Find every line in the listing below that contains the string "patch", matching case exactly, and copy each of those lines.
++++++++
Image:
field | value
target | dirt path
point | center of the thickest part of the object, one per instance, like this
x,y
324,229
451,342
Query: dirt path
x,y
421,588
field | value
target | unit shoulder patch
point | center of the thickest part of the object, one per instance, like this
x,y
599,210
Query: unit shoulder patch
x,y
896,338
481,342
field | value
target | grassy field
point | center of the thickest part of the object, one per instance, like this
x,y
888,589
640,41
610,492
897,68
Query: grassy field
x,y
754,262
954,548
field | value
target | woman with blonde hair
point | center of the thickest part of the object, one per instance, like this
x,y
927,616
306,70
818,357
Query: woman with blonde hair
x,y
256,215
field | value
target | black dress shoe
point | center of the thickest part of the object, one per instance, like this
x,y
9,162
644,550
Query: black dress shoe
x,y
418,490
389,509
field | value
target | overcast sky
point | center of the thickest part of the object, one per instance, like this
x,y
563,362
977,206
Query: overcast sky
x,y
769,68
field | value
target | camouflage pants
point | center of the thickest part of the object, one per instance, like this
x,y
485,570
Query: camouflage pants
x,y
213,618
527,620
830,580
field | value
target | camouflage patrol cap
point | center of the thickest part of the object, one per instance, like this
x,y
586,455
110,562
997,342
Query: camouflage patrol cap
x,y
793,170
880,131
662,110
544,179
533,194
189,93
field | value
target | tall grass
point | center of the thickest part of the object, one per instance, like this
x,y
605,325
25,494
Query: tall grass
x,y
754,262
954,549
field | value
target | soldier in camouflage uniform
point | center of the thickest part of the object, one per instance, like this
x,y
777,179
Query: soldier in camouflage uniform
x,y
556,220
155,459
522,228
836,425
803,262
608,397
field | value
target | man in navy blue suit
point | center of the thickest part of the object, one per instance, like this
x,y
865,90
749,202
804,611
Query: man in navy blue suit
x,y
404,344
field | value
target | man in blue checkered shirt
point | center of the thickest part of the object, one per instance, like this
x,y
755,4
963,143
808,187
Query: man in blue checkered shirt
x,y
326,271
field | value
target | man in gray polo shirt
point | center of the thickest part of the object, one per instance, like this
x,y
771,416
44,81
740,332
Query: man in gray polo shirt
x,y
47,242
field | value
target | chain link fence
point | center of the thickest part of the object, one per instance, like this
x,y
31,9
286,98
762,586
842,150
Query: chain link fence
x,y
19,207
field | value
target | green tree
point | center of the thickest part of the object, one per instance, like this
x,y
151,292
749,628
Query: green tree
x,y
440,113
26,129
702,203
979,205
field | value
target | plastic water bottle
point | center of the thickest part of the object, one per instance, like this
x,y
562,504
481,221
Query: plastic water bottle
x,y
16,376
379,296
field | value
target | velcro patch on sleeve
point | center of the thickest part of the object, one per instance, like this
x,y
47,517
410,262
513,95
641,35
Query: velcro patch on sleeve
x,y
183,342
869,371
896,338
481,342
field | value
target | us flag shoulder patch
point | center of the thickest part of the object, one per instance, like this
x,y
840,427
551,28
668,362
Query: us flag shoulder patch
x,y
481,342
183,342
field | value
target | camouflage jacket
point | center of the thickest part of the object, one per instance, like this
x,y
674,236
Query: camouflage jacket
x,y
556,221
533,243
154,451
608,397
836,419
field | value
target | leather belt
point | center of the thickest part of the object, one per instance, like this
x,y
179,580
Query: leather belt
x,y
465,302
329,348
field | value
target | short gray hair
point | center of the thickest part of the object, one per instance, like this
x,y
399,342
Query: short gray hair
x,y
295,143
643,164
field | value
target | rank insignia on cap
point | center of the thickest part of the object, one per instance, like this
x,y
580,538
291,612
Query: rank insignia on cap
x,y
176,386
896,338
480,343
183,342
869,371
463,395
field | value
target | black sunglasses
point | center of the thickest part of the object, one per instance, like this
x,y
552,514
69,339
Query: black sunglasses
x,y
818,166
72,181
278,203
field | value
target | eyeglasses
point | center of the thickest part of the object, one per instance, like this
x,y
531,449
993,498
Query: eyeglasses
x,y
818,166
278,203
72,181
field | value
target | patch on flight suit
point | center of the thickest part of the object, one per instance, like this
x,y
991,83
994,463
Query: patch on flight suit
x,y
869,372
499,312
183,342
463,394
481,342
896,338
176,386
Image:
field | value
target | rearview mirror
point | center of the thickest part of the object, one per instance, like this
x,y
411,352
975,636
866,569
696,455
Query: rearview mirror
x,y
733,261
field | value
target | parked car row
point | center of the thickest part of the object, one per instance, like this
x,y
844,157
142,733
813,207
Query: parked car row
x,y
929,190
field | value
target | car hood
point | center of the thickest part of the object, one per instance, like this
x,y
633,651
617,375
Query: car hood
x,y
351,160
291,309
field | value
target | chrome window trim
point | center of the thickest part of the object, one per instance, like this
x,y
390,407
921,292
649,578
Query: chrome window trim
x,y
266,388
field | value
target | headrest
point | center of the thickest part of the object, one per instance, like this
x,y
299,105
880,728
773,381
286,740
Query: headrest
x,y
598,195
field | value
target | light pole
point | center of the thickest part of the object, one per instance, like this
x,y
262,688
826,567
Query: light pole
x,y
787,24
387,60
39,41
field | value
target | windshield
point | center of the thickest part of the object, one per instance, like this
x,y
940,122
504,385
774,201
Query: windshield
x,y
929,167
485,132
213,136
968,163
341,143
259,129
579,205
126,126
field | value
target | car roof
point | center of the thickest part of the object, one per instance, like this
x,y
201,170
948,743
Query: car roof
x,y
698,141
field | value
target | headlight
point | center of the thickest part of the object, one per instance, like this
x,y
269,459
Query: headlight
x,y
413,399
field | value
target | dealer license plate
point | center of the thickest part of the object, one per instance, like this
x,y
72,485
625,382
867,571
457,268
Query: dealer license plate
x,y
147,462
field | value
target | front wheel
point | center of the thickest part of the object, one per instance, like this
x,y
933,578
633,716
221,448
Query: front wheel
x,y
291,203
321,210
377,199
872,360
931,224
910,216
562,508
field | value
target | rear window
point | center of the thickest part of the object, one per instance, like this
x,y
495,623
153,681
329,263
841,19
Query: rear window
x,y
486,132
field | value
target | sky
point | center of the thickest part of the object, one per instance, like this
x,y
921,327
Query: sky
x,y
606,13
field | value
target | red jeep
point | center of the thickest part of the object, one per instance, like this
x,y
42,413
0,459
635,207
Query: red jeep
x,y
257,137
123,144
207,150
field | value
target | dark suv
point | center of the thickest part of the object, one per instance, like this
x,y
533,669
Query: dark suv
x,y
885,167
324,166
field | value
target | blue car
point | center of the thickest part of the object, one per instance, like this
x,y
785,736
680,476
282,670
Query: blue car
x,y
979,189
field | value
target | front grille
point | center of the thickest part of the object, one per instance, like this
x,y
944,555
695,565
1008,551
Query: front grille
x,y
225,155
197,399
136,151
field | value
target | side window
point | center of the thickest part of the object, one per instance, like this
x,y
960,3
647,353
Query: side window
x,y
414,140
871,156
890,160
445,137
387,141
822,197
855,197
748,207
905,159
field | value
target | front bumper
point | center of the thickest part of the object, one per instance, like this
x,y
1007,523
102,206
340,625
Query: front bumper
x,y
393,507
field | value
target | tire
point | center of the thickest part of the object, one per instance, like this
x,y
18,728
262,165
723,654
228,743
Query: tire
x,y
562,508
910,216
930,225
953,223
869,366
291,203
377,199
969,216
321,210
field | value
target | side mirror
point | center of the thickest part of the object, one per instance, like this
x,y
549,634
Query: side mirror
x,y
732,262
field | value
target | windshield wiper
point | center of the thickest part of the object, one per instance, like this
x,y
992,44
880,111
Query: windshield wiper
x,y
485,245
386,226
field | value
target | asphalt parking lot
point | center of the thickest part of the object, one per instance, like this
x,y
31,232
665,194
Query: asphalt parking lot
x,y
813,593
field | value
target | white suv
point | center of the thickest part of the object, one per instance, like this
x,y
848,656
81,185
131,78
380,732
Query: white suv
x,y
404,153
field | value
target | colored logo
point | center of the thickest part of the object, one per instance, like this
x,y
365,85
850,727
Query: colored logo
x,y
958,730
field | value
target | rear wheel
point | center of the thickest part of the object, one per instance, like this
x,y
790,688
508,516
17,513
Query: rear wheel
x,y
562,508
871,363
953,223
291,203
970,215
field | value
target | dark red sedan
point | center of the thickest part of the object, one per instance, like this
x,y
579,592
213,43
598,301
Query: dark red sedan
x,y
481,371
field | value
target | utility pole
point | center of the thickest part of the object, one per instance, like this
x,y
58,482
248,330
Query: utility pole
++++++++
Finished task —
target | unit shoulder patch
Query: unit shoulder patch
target | velcro patch on sleeve
Query: velcro patch on sleeve
target | us flag shoulder patch
Query: us flag shoulder patch
target | patch on flight suit
Query: patch on flight suit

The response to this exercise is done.